→ Objective: Rewrite the material below, changing every "instance" to "item" and keeping everything else the same.

[Point placement records]
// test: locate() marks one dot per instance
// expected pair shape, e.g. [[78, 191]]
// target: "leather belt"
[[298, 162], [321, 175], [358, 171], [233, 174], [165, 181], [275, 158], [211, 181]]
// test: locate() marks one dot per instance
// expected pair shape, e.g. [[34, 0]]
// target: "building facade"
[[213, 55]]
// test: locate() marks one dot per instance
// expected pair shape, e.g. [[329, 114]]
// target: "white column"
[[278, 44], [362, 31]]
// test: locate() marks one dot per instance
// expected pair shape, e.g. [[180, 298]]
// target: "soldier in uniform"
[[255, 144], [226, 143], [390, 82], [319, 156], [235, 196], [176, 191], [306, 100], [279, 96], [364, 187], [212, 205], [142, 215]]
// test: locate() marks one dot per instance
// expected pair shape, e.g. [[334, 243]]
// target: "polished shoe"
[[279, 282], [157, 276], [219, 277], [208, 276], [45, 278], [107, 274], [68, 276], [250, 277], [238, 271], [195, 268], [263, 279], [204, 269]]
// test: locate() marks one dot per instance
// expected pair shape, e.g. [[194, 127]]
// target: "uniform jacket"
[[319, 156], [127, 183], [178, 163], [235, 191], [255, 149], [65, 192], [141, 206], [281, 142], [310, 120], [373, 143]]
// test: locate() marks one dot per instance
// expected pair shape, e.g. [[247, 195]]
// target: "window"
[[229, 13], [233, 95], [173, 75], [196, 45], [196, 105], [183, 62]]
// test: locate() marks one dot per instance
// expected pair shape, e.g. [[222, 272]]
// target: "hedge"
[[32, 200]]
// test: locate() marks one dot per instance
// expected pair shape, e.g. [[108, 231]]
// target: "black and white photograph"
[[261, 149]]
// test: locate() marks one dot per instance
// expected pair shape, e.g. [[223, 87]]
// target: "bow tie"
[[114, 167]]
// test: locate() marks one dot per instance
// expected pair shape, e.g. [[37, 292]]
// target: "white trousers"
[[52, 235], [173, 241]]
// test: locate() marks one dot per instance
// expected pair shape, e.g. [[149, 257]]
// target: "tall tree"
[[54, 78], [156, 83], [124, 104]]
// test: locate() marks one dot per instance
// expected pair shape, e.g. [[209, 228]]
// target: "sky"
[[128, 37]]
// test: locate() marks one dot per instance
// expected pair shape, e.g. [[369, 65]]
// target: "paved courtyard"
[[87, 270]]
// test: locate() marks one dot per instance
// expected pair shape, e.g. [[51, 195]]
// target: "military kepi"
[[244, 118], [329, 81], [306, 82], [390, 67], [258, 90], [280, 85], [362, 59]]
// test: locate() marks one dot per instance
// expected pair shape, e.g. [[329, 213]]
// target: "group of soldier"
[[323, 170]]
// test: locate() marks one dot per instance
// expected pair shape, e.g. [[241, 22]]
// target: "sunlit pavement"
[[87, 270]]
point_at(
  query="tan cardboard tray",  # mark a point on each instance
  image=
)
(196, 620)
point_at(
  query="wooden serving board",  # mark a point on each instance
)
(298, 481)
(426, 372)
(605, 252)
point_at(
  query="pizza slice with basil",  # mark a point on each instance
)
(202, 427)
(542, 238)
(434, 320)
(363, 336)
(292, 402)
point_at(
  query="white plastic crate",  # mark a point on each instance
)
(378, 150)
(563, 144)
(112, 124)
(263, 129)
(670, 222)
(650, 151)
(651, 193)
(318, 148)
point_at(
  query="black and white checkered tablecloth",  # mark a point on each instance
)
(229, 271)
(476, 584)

→ The completed task:
// test: locate() marks one dot per item
// expected pair shape, e.g. [[78, 191]]
// target: "leather belt"
[[298, 162], [321, 175], [358, 171], [233, 174], [165, 181], [275, 158], [211, 181]]
// test: locate() marks one dot per item
// expected pair shape, e.g. [[34, 0]]
// target: "building facade"
[[213, 55]]
// test: locate() marks one dot per item
// expected pair shape, e.g. [[329, 114]]
// target: "white column"
[[278, 44], [362, 31]]
// test: locate() marks one dot per item
// expected pair shape, e.g. [[180, 298]]
// target: "soldier in uniform"
[[255, 144], [226, 143], [390, 82], [319, 156], [235, 196], [176, 191], [306, 100], [279, 96], [364, 187], [212, 205], [142, 215]]
// test: locate() marks one dot per item
// expected pair shape, e.g. [[334, 243]]
// target: "polished shoe"
[[279, 282], [157, 276], [219, 277], [208, 276], [45, 278], [107, 274], [68, 276], [250, 277], [238, 271], [195, 268], [263, 279], [204, 269]]
// test: locate() marks one dot per item
// expected pair shape, e.g. [[194, 127]]
// target: "uniform jacket"
[[319, 156], [127, 183], [178, 163], [235, 191], [255, 149], [65, 192], [141, 206], [281, 142], [310, 120], [373, 143]]
// test: locate() marks one dot per item
// expected pair shape, e.g. [[247, 195]]
// target: "window"
[[229, 13], [233, 95], [173, 75], [196, 45], [196, 105], [183, 62]]
// test: locate() marks one dot per item
// expected pair shape, e.g. [[222, 272]]
// target: "hedge"
[[32, 200]]
// test: locate() marks one dot per item
// expected pair shape, e.g. [[108, 231]]
// target: "black and white photograph"
[[261, 149]]
// test: locate() marks one dot per item
// expected pair shape, e.g. [[223, 87]]
// target: "bow tie"
[[114, 167]]
// test: locate() marks one dot per item
// expected pair shape, e.g. [[37, 292]]
// target: "white trousers"
[[52, 235], [173, 241]]
// test: locate() marks one dot per item
// expected pair shape, e.g. [[149, 257]]
// target: "tall tree"
[[54, 78], [156, 83], [124, 104]]
// test: locate() marks one dot per item
// expected pair shape, e.g. [[209, 228]]
// target: "sky"
[[128, 37]]
// test: locate() marks one dot per item
// expected pair shape, e.g. [[369, 65]]
// target: "paved courtyard"
[[87, 270]]
// test: locate() marks one dot per item
// expected pair shape, e.g. [[51, 195]]
// target: "military kepi"
[[244, 118], [329, 81], [306, 82], [390, 67], [258, 90], [280, 85], [362, 59]]
// test: locate() marks one dot per item
// expected pair shape, e.g. [[329, 213]]
// target: "group of soldier"
[[323, 170]]
// test: locate() marks one dot per item
// expected pair shape, e.g. [[241, 22]]
// target: "sunlit pavement"
[[87, 270]]
point_at(
  query="tan cardboard tray",  # mark a point on each item
  image=
)
(196, 620)
point_at(
  query="wooden serving board",  # mark a point on each item
)
(298, 481)
(426, 372)
(605, 252)
point_at(
  query="pizza slice with basil",  # mark a point on each item
)
(202, 427)
(542, 238)
(434, 320)
(363, 336)
(292, 402)
point_at(
  query="white plastic crate",  # mark a point on each item
)
(378, 150)
(563, 144)
(112, 124)
(263, 129)
(670, 222)
(650, 151)
(651, 193)
(318, 148)
point_at(
  query="black and white checkered tablecloth",  # mark a point on each item
)
(229, 271)
(476, 584)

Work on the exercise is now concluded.